In the values page, what makes a backend good?

→ **Selected excerpt**:
++++++
Values

What quality of change means.

A backend is not good because it is elegant, recently written, or covered in tests. A backend is good when the next important change can happen with less guessing, less hidden coupling, and better evidence than the change before it. Everything below is a value in service of that one measure.

Each section is written in the same shape: the value, what it means in practice, the failure it prevents, and the place in our own running system where it can be checked. None of the anchors are aspirational. They are surfaces, files, or admin pages that exist today — including the ones where the value is partially leaking, because pretending otherwise would defeat the point.

Quality of change is the centre.

The job is not to make the system clever. The job is to make the next valuable change cheaper, safer, and better-grounded than the change before it. That framing governs every other choice on this page — what counts as evidence, which boundaries matter, which gates are worth building, which tests are worth keeping.

What it means. A healthy backend raises the floor for whoever touches it next, not just the person writing the current commit. Each change either reduces hidden coupling, narrows blast radius, exposes a previously invisible assumption, or adds a check the system will keep running on its own. A change that does none of those may still be useful, but it has not improved the system's ability to change.
What it prevents. Backend work drifting into a craft contest — elegant refactors with no downstream consequence, micro-optimisations on cold paths, the kind of activity that looks like progress but leaves the next change exactly as expensive as it was.
++++++
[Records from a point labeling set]

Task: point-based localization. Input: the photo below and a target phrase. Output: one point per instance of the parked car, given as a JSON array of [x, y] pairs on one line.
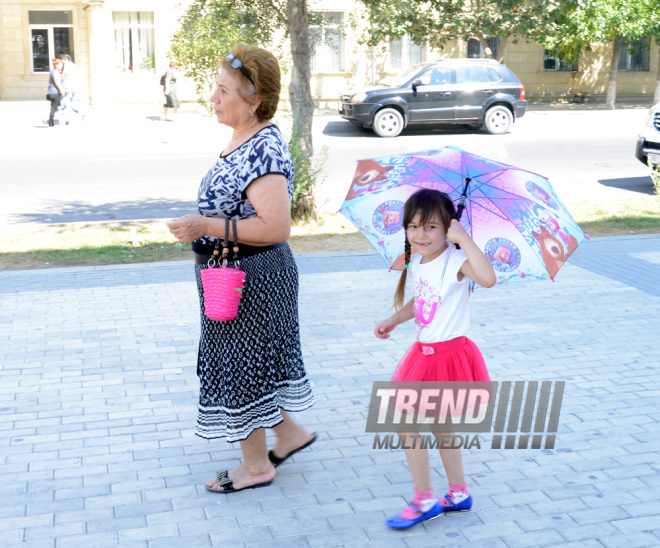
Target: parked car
[[648, 142], [470, 92]]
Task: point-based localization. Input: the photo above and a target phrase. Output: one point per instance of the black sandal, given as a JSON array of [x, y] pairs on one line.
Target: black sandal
[[276, 461], [227, 486]]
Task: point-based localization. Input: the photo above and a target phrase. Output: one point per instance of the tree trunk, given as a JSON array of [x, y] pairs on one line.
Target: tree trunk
[[610, 102], [657, 83], [501, 52], [300, 91], [488, 53]]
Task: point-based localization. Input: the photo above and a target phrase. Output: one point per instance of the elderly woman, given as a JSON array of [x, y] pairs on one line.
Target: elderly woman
[[250, 369]]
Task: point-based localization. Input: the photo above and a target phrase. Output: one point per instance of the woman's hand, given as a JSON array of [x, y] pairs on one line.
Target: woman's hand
[[188, 228], [456, 233], [383, 329]]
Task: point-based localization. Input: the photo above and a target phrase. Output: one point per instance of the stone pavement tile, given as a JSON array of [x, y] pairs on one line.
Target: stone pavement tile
[[546, 537], [297, 541], [54, 531], [590, 531], [147, 533], [345, 537], [260, 533], [12, 537], [600, 378], [198, 541], [636, 540], [637, 524]]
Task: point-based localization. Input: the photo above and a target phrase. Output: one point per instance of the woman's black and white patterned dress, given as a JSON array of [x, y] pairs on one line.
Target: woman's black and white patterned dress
[[251, 366]]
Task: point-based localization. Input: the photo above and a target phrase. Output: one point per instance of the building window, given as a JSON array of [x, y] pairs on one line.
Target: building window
[[551, 63], [476, 50], [328, 43], [405, 53], [638, 60], [134, 41], [51, 33]]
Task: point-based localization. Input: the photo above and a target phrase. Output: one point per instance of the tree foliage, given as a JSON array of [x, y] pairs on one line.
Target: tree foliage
[[574, 25], [210, 28], [436, 22]]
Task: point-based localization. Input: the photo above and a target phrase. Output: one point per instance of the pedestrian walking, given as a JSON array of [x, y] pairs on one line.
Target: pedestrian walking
[[441, 276], [250, 369], [55, 90], [170, 89], [70, 81]]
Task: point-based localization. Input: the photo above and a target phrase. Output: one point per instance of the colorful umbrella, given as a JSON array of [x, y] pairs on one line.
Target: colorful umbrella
[[513, 215]]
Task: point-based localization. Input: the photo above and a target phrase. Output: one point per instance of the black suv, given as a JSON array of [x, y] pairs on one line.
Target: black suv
[[471, 92]]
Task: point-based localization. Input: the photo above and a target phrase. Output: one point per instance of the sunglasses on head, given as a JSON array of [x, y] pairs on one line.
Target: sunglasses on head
[[237, 64]]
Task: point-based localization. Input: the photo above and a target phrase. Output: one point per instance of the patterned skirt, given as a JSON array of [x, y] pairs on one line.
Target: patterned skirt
[[252, 366]]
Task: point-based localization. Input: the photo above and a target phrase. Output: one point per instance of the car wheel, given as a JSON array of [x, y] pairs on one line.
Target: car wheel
[[388, 122], [498, 120]]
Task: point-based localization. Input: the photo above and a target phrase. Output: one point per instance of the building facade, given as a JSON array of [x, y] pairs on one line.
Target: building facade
[[121, 46]]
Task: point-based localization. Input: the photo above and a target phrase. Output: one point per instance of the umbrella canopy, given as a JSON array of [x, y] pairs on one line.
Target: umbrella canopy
[[513, 215]]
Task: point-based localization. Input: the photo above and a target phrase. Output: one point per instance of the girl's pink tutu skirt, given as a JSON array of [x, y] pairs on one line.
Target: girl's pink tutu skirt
[[454, 360]]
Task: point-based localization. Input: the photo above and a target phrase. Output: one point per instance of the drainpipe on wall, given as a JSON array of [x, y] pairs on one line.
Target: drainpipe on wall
[[98, 64]]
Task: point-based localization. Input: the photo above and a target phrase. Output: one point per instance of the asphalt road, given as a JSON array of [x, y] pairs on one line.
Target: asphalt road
[[124, 163]]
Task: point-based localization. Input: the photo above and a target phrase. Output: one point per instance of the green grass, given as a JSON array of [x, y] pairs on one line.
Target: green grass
[[138, 242]]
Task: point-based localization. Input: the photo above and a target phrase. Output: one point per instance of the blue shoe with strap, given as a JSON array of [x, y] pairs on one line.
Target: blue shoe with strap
[[459, 502], [397, 522]]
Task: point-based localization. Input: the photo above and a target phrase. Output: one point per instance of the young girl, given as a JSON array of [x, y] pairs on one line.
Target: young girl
[[441, 275]]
++++++
→ **Reply**: A backend is good when the next important change can happen with less guessing, less hidden coupling, and better evidence than the change before it.